## What the exercise asks
Every record must be transcribed in its entirety, apart from the images, which are to be omitted.

(Records)

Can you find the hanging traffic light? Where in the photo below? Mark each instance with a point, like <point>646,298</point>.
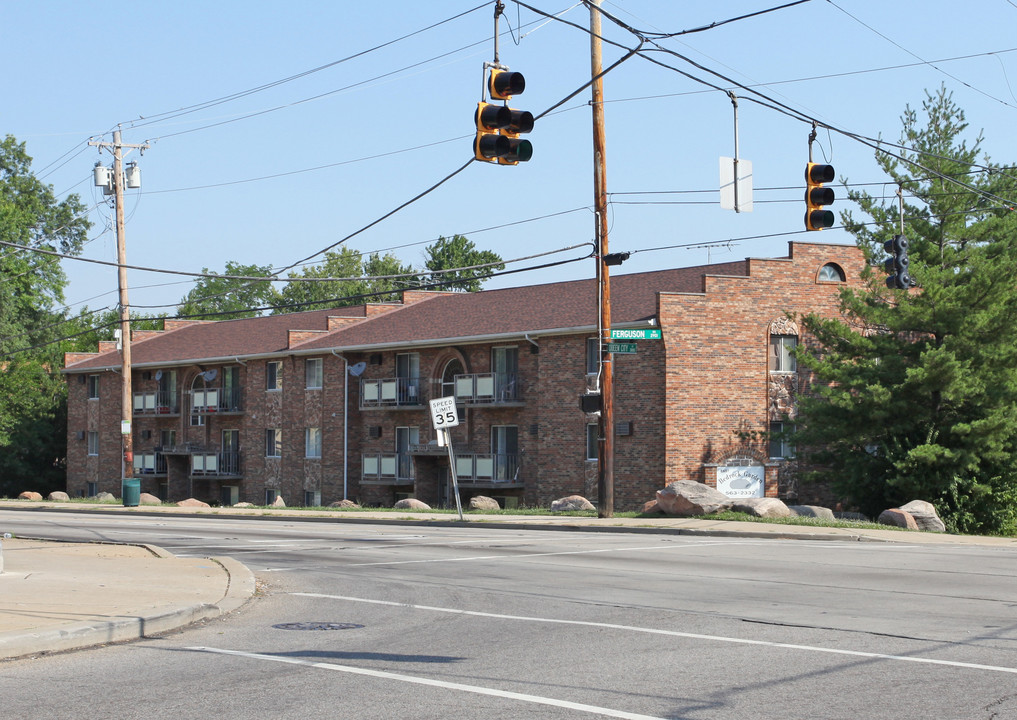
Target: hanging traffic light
<point>896,264</point>
<point>498,126</point>
<point>817,196</point>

(End Records)

## Problem solution
Can you find the hanging traffic light? Where in the photo below? Mark each instance with a point, like <point>646,298</point>.
Target: hanging traffic light
<point>896,264</point>
<point>498,126</point>
<point>817,196</point>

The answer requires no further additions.